- _Your task_:
A faithful, word-for-word transcription of all the data is what is needed.

Items from a dataset
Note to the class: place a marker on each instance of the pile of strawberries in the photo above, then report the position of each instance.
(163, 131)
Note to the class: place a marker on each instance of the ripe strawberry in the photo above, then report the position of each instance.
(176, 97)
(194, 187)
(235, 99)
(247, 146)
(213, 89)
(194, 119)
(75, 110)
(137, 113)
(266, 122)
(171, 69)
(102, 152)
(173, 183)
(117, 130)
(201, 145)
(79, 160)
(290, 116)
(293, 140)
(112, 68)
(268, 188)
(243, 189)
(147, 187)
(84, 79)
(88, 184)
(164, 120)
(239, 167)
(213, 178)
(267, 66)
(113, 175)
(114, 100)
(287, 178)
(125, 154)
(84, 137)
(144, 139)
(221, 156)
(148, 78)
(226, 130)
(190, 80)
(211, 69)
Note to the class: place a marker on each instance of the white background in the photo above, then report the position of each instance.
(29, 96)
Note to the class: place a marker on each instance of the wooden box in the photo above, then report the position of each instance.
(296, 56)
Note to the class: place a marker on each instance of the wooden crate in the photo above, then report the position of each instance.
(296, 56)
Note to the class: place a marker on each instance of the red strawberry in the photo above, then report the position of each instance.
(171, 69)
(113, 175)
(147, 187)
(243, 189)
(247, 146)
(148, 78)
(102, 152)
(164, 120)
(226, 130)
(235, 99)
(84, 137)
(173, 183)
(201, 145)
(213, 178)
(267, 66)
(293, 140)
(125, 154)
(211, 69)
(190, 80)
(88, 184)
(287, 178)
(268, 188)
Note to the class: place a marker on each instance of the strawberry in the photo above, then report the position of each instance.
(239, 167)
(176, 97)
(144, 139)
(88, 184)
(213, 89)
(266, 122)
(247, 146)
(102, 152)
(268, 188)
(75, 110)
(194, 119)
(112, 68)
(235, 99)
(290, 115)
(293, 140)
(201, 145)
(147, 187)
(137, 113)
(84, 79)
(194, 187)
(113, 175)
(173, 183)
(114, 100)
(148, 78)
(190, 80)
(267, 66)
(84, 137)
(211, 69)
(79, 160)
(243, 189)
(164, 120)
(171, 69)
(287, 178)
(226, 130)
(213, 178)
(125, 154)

- _Answer_:
Note to the class: place a marker on each instance of the pile of strawberries in the photo above, then report the position of each instance.
(163, 131)
Note to the class: place a marker on each instance of the ripe strawberry in the photo above, then report the position of each instance.
(176, 97)
(194, 187)
(235, 99)
(247, 146)
(213, 89)
(194, 119)
(75, 110)
(137, 113)
(266, 122)
(171, 69)
(102, 152)
(173, 183)
(117, 130)
(201, 145)
(79, 160)
(290, 116)
(293, 140)
(112, 68)
(268, 188)
(243, 189)
(147, 187)
(84, 79)
(88, 184)
(164, 120)
(239, 167)
(213, 178)
(267, 66)
(113, 175)
(114, 100)
(287, 178)
(125, 154)
(84, 137)
(144, 139)
(221, 156)
(148, 78)
(226, 130)
(190, 80)
(211, 69)
Note to the class: place a marker on each instance of the white background in the photo above, then report the position of each instance.
(29, 96)
Note to the class: place a marker on each instance of the wooden box in the photo above, then report the position of each instance.
(296, 56)
Note to the class: place a marker on each instance of the wooden crate in the photo above, then report the position of each instance.
(296, 56)
Note to the class: place a marker on each instance of the red strawberry in the photo above, then report the position of each instance.
(171, 69)
(113, 175)
(147, 187)
(243, 189)
(247, 146)
(148, 78)
(102, 152)
(164, 120)
(226, 130)
(235, 99)
(84, 137)
(173, 183)
(201, 145)
(213, 178)
(267, 66)
(293, 140)
(125, 154)
(211, 69)
(190, 80)
(88, 184)
(287, 178)
(268, 188)
Note to the class: place a marker on each instance of the strawberry in the photo above, then report the position of each instance.
(239, 167)
(176, 97)
(144, 139)
(88, 184)
(213, 89)
(266, 122)
(247, 146)
(102, 152)
(268, 188)
(75, 110)
(194, 119)
(112, 68)
(235, 99)
(290, 115)
(293, 140)
(201, 145)
(147, 187)
(137, 113)
(84, 79)
(194, 187)
(113, 175)
(173, 183)
(114, 100)
(148, 78)
(190, 80)
(267, 66)
(84, 137)
(211, 69)
(79, 160)
(243, 189)
(164, 120)
(171, 69)
(287, 178)
(226, 130)
(213, 178)
(125, 154)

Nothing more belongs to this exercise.